--- start of ARTICLE ---

Researchers at RIKEN created a new graphite nanotube that conducts electricity when exposed to light, which could lead to efficient solar batteries based on organic materials and developed molecular devices that can respond to various types of stimuli, similar to living organisms.
Takuzo Aida
group director
Emergent Materials Department
Responsive Matter Chemistry and Engineering Research Group
RIKEN Advanced Science Institute
“The appeal of chemistry is that you can create new molecules that do not occur in nature,” says Takuzo Aida, Group Director of the Responsive Matter Chemistry and Engineering Research Group launched in October 2007. Aida has embarked on a completely new research project. “An example is the development of special molecular devices similar to living organisms that can respond to different types of stimuli.” What strategies can be used to create molecules with unconventional functions like these? “Like movie actors, molecules are carefully selected to play an important role in creating interesting molecular devices. Thus, a chemist can be compared to a movie director.”

The moment blessed with a discovery

One and a half years into the Aida Nanospace Project (2000–2005), a research program supported by the Exploratory Research for Advanced Technology (ERATO) program of the Japan Science and Technology (JST) Agency, Takanori Fukushima (currently team leader of the Responsive Matter Chemistry and Engineering Research Group’s Functional Soft Matter Engineering Team) placed some powdered carbon nanotubes into an ionic liquid and set the mixture in an ultrasonicator to disperse them. He went out to eat and came back about an hour later. To his surprise, the mixture had turned into a viscous gel similar to mayonnaise. “It has turned into a gel-like substance,” he reported to Aida. Piqued with curiosity, Aida suggested, “Why don’t you poke at it with a pair of tweezers.” The substance immediately returned to its previous state of a powder in suspension. “If Dr Fukushima had returned from eating 30 minutes later, the carbon nanotubes would likely have returned to their original powdered state, and he would have missed the phenomenon. So we believe that we were blessed just one time. Dr Fukushima did not miss the moment,” says Aida.

--- end of ARTICLE ---
--- start of DATA EXCERPTS ---

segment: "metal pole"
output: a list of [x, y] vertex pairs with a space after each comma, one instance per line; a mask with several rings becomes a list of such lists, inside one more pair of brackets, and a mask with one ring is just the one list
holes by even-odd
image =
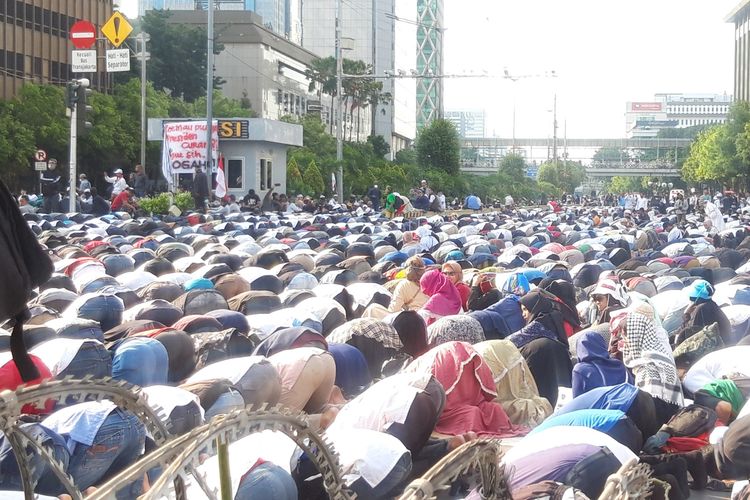
[[74, 105], [73, 109], [70, 110], [70, 157], [68, 158], [68, 164], [70, 165], [70, 194], [68, 200], [68, 212], [76, 211], [76, 179], [78, 178], [78, 172], [76, 171], [76, 159], [78, 158], [77, 151], [78, 143], [78, 106]]
[[552, 160], [557, 163], [557, 94], [552, 105]]
[[146, 168], [146, 42], [149, 40], [147, 33], [141, 32], [137, 40], [141, 42], [141, 166]]
[[342, 0], [336, 0], [336, 161], [339, 164], [338, 181], [336, 182], [336, 194], [338, 202], [344, 202], [344, 118], [341, 108], [342, 85], [341, 78], [344, 68], [344, 60], [341, 57], [341, 18], [343, 17], [344, 7]]
[[229, 445], [217, 439], [217, 455], [219, 457], [219, 486], [221, 500], [232, 500], [232, 473], [229, 468]]
[[213, 148], [211, 138], [213, 134], [214, 113], [214, 0], [208, 0], [208, 53], [206, 62], [206, 182], [208, 195], [211, 196], [211, 167]]

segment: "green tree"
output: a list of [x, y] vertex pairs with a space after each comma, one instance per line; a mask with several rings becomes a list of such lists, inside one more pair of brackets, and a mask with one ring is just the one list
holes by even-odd
[[630, 153], [627, 149], [621, 148], [599, 148], [591, 158], [593, 162], [627, 162], [630, 160]]
[[371, 135], [367, 142], [372, 146], [373, 152], [378, 158], [383, 158], [391, 152], [391, 146], [383, 139], [382, 135]]
[[307, 165], [305, 173], [302, 174], [302, 178], [304, 179], [305, 189], [308, 191], [308, 194], [319, 195], [323, 194], [325, 191], [323, 176], [314, 160]]
[[539, 167], [537, 180], [553, 184], [565, 193], [572, 193], [586, 178], [586, 169], [581, 162], [550, 160]]
[[526, 175], [526, 160], [516, 153], [505, 155], [500, 161], [499, 171], [512, 179], [522, 179]]
[[31, 129], [16, 120], [15, 106], [13, 101], [0, 101], [0, 176], [11, 187], [17, 186], [19, 177], [33, 175], [29, 160], [36, 150]]
[[456, 127], [439, 118], [422, 129], [417, 138], [417, 165], [426, 170], [459, 173], [461, 141]]
[[292, 193], [302, 193], [304, 190], [302, 173], [299, 170], [297, 159], [294, 157], [289, 158], [286, 164], [286, 188], [288, 192]]
[[[168, 10], [149, 10], [141, 18], [141, 28], [151, 35], [148, 79], [157, 89], [168, 89], [174, 97], [192, 102], [206, 95], [206, 30], [169, 23], [170, 16]], [[224, 46], [215, 42], [214, 53], [222, 50]], [[138, 64], [134, 66], [131, 76], [140, 71]], [[215, 77], [214, 87], [221, 88], [223, 82]]]

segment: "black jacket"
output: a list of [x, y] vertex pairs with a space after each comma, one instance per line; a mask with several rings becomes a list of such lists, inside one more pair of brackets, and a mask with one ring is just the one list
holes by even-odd
[[23, 322], [28, 317], [26, 302], [31, 290], [52, 275], [49, 255], [21, 215], [13, 195], [0, 181], [0, 320], [14, 319], [10, 350], [23, 380], [39, 377], [39, 371], [26, 351]]

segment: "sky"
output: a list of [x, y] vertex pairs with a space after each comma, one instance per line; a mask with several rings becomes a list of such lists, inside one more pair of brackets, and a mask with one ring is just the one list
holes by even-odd
[[[739, 0], [444, 0], [445, 109], [484, 109], [486, 135], [625, 136], [625, 103], [732, 94]], [[554, 70], [557, 78], [544, 78]]]

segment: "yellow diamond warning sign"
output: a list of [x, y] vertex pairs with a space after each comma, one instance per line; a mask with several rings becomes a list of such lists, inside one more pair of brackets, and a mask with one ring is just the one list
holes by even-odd
[[132, 32], [133, 27], [119, 12], [112, 14], [112, 17], [102, 26], [102, 35], [106, 36], [115, 47], [119, 47]]

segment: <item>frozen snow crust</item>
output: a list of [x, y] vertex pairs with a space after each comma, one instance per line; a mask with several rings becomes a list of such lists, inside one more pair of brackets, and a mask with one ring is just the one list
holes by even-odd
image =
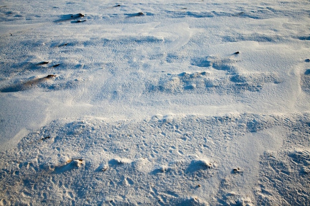
[[1, 155], [2, 202], [306, 205], [310, 115], [54, 121]]
[[0, 2], [0, 206], [308, 206], [310, 1]]

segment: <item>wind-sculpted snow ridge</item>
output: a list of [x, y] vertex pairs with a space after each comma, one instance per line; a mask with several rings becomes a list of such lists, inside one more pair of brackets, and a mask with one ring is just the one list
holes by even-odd
[[178, 74], [164, 74], [159, 80], [148, 81], [146, 84], [147, 91], [238, 94], [246, 90], [259, 91], [265, 83], [277, 84], [282, 82], [273, 73], [240, 71], [234, 66], [237, 60], [233, 57], [239, 53], [236, 52], [222, 59], [211, 56], [194, 58], [192, 65], [206, 70]]
[[310, 123], [308, 113], [54, 121], [1, 154], [0, 203], [306, 206]]

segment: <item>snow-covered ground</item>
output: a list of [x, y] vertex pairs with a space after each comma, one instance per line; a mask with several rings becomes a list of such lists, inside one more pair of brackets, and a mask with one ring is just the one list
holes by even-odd
[[310, 13], [0, 1], [0, 205], [309, 206]]

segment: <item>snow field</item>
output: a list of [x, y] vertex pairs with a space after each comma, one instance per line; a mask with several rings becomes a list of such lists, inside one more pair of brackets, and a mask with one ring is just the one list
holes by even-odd
[[309, 2], [0, 2], [0, 205], [307, 206]]

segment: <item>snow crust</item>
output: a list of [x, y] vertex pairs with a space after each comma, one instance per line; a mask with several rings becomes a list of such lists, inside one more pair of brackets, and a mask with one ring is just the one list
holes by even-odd
[[309, 205], [309, 0], [85, 1], [0, 1], [0, 205]]

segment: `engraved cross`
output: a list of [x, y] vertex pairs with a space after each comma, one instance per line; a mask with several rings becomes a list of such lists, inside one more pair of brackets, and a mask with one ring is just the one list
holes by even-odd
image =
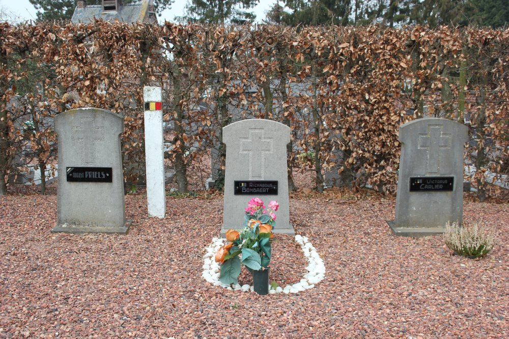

--- end of DATA EXCERPTS ---

**DIRECTIONS**
Write out the RIKEN article above about Takuzo Aida's research group in full, word for word.

**THE RESPONSE**
Researchers at RIKEN created a new graphite nanotube that conducts electricity when exposed to light, which could lead to efficient solar batteries based on organic materials and developed molecular devices that can respond to various types of stimuli, similar to living organisms.
Takuzo Aida
group director
Emergent Materials Department
Responsive Matter Chemistry and Engineering Research Group
RIKEN Advanced Science Institute
“The appeal of chemistry is that you can create new molecules that do not occur in nature,” says Takuzo Aida, Group Director of the Responsive Matter Chemistry and Engineering Research Group launched in October 2007. Aida has embarked on a completely new research project. “An example is the development of special molecular devices similar to living organisms that can respond to different types of stimuli.” What strategies can be used to create molecules with unconventional functions like these? “Like movie actors, molecules are carefully selected to play an important role in creating interesting molecular devices. Thus, a chemist can be compared to a movie director.”

The moment blessed with a discovery

One and a half years into the Aida Nanospace Project (2000–2005), a research program supported by the Exploratory Research for Advanced Technology (ERATO) program of the Japan Science and Technology (JST) Agency, Takanori Fukushima (currently team leader of the Responsive Matter Chemistry and Engineering Research Group’s Functional Soft Matter Engineering Team) placed some powdered carbon nanotubes into an ionic liquid and set the mixture in an ultrasonicator to disperse them. He went out to eat and came back about an hour later. To his surprise, the mixture had turned into a viscous gel similar to mayonnaise. “It has turned into a gel-like substance,” he reported to Aida. Piqued with curiosity, Aida suggested, “Why don’t you poke at it with a pair of tweezers.” The substance immediately returned to its previous state of a powder in suspension. “If Dr Fukushima had returned from eating 30 minutes later, the carbon nanotubes would likely have returned to their original powdered state, and he would have missed the phenomenon. So we believe that we were blessed just one time. Dr Fukushima did not miss the moment,” says Aida.